» **PROBLEM TO SOLVE**: Pictures excluded, return every entry exactly, please.

-------- RECORDED DATA

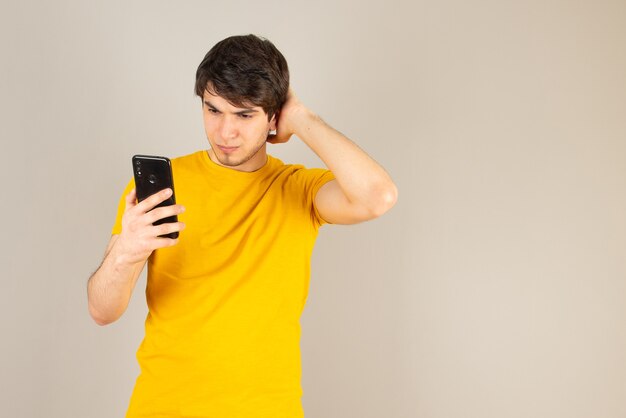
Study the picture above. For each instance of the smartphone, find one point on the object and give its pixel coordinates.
(153, 174)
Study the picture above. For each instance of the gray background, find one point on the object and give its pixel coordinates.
(495, 288)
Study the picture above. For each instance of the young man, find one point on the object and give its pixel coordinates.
(225, 298)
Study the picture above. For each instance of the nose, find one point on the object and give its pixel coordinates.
(228, 129)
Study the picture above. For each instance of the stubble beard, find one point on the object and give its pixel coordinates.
(235, 163)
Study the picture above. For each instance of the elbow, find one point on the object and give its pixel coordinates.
(99, 319)
(385, 198)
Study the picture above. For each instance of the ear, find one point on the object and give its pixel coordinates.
(273, 122)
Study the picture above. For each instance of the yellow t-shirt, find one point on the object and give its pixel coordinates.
(222, 332)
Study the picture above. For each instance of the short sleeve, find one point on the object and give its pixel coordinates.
(311, 180)
(121, 207)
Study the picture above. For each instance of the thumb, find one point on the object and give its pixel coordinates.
(131, 199)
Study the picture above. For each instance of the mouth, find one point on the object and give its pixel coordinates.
(227, 150)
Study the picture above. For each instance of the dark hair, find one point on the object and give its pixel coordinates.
(245, 70)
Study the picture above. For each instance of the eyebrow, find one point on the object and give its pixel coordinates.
(246, 109)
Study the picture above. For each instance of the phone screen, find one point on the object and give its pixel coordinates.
(153, 174)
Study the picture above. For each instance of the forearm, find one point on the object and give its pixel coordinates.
(363, 180)
(109, 289)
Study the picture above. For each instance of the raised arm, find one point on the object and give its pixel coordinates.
(362, 189)
(109, 289)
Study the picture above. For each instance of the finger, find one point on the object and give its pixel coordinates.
(150, 202)
(164, 242)
(167, 228)
(131, 199)
(163, 212)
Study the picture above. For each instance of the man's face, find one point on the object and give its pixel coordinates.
(237, 135)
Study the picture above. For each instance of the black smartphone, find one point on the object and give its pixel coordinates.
(153, 174)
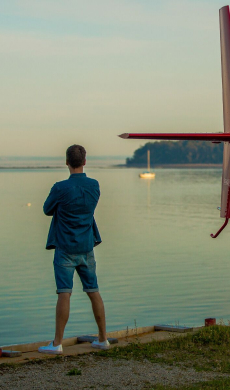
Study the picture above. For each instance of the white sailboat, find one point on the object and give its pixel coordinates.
(147, 174)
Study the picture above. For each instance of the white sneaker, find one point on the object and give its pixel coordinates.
(51, 349)
(100, 344)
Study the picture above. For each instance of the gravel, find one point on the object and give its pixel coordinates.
(97, 373)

----------------

» **RESPONSE BELOW**:
Study the picture above. For each instance of the smartphone, find one point on the object and give its pixel coordinates.
(153, 174)
Study the picture above. For each instance of the gray background, find one point on the object and give its pixel coordinates.
(495, 288)
Study the picture above. For each instance of the young man, find one point on the object and give its pixel coordinates.
(225, 298)
Study the picture above. For each instance of the nose, find one point on the object and give its pixel coordinates.
(228, 129)
Study the picture above. For each instance of the stubble beard, find one point on the object and give its pixel coordinates.
(235, 163)
Study the picture above. For each instance of the elbow, find one point on the object and give its pixel coordinates.
(99, 319)
(385, 198)
Study the picture above. For each instance of the ear, find one point on the object and give its pixel coordinates.
(273, 122)
Study the picture above. For each instance of the yellow t-shirt, find one point on the object and give its pixel coordinates.
(222, 332)
Study the picture above. For each instance of the short sleeve, find one point on the object and give its pixel coordinates.
(311, 180)
(121, 207)
Study the picture above. For each instance of the thumb, find one point on the object and give its pixel coordinates.
(131, 199)
Study the picture above. For each instance of the mouth, find one point on the object and give its pixel coordinates.
(227, 150)
Study the picture above. For each instance of the dark hair, find one point on the object and give its pixel coordinates.
(245, 70)
Study the picture above. For each instance of the eyebrow, find one point on the object and give its pixel coordinates.
(246, 109)
Study the picture above. For each instance of the phone screen, find one point on the object and give its pixel coordinates.
(153, 174)
Study the picture above. For each instance of the forearm, find one point on the object and give its pixel coordinates.
(363, 180)
(109, 289)
Study the picture above. For each instance of the raised arm, find one point on the object and give its pixel coordinates.
(362, 189)
(109, 289)
Study the picture above. For each instance of the finger, find one point on the object and give its pixel coordinates.
(150, 202)
(164, 242)
(167, 228)
(131, 199)
(163, 212)
Study the picture above. For each instance of the man's face, find one point on the object and give its pixel coordinates.
(237, 135)
Study the picture above. For each instance of the black smartphone, find one point on the object and give its pixel coordinates.
(153, 174)
Study the picture above. For each instance of the white sailboat, find one point on the object and give its pixel coordinates.
(147, 174)
Study the picture above. For each instance of the white sneaker, find one point on the object and give its pixel coordinates.
(51, 349)
(100, 344)
Study the picture above. For each instance of the gravel, find one point on the object and give its pixel coordinates.
(97, 373)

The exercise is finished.